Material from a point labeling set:
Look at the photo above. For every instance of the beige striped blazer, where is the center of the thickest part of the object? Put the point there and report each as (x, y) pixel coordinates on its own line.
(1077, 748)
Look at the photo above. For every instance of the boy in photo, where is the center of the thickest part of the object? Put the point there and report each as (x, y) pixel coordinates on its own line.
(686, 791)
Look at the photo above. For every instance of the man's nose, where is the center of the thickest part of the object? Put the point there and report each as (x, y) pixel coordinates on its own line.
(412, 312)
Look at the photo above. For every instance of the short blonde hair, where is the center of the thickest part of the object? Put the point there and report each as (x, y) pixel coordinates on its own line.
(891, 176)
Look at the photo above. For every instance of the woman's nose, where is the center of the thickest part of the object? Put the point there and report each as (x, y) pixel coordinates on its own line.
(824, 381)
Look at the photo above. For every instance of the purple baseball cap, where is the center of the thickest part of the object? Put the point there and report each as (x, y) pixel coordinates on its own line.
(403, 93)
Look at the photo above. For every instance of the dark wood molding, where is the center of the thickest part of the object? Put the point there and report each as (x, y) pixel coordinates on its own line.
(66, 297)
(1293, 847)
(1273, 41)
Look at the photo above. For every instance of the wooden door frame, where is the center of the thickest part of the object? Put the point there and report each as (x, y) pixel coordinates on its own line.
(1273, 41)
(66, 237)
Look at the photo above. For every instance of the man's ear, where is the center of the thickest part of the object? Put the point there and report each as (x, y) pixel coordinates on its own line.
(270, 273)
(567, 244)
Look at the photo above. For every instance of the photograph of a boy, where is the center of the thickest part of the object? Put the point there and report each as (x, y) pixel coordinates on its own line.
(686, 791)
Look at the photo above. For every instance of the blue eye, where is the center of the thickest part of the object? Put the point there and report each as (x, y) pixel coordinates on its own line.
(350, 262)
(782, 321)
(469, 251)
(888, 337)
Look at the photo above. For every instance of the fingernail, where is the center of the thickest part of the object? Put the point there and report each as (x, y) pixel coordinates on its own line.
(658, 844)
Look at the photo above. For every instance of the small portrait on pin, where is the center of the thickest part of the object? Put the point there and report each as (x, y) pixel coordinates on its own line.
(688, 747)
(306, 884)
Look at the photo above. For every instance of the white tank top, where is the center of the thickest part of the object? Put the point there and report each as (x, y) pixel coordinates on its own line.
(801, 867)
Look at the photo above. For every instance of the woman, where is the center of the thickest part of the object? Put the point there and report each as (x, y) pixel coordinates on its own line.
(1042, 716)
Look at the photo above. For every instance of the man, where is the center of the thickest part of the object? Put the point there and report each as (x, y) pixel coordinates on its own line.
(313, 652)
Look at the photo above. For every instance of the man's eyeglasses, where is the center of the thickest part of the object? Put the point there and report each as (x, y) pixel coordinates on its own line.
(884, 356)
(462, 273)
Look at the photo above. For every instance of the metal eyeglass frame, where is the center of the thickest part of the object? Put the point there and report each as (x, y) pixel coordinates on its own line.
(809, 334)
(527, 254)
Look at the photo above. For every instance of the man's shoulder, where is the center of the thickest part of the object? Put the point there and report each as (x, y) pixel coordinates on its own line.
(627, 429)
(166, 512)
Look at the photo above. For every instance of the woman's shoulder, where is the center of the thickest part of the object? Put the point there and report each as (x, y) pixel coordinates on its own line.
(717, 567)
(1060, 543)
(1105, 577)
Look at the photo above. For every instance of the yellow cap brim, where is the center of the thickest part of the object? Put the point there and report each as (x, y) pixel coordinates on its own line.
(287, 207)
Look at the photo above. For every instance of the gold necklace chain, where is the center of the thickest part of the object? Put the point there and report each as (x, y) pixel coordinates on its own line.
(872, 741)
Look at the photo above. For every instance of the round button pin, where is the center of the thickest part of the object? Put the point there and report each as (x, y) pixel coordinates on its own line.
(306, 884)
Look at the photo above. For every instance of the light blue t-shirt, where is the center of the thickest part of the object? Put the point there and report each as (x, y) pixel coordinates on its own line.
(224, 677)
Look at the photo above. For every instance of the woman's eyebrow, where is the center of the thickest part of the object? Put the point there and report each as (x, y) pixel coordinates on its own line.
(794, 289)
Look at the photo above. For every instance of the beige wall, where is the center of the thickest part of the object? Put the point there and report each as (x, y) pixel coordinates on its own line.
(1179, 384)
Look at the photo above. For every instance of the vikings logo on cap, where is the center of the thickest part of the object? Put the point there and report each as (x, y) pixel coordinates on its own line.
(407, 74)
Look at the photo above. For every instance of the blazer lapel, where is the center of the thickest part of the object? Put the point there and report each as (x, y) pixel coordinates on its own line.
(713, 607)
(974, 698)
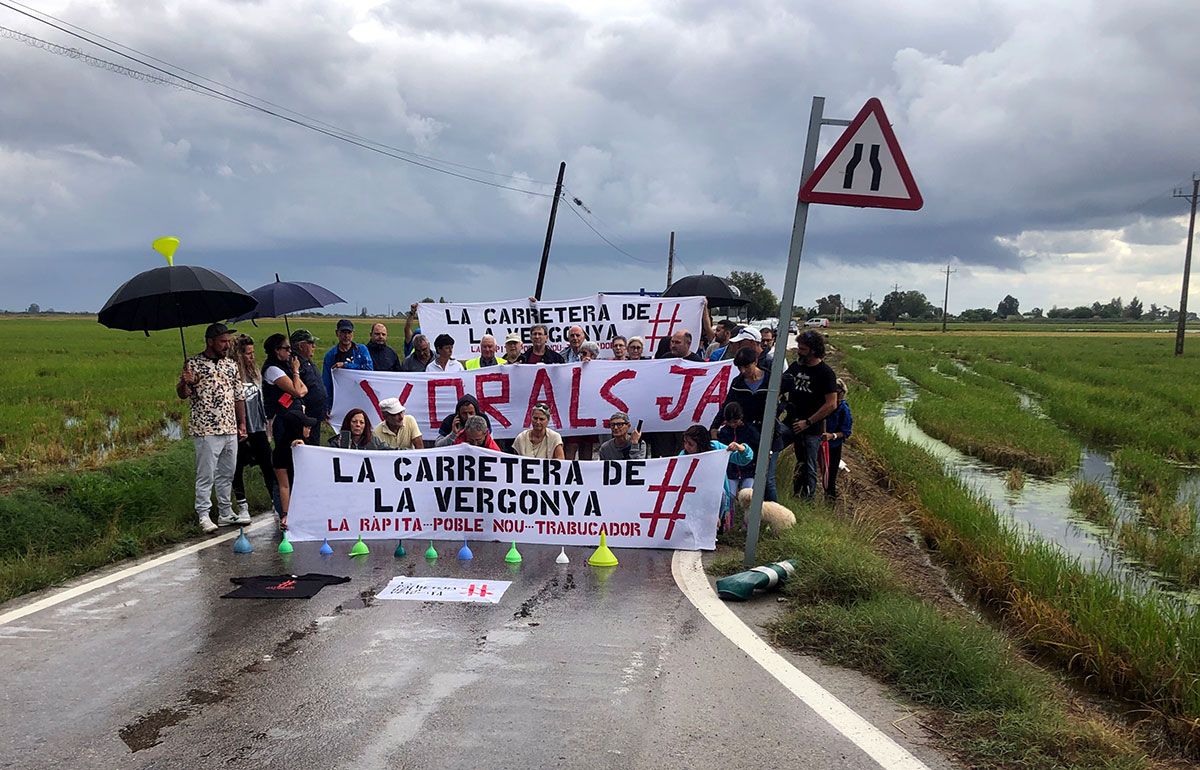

TASK OBJECTIVE: Pick out every line of the material above that contains the word "woman", and copy each one. Treat uppercase and lowercase letters as different.

SOLVED EXERCISE:
Look at the photo above. For every instance of the woman's nose, where is the center of the thickest part of the object? Put the point there and report each as (x, y) pixel coordinates on its own line.
Look at the photo above. For every instance of the woman, where is the center of the thickest part of the object? Put the point there and report each as (x, y) pixel coordinates on its own line.
Look at the photo above. For every instance of the woman's shoulder, where is the center of the thickest part of the object? Put the point there and report each as (x, y) pixel coordinates on its own line.
Look at the photo above. For every instance of the woman's eyebrow, where is the center of the thickest part of the object? Put the point there and report each as (x, y) pixel coordinates on its own line.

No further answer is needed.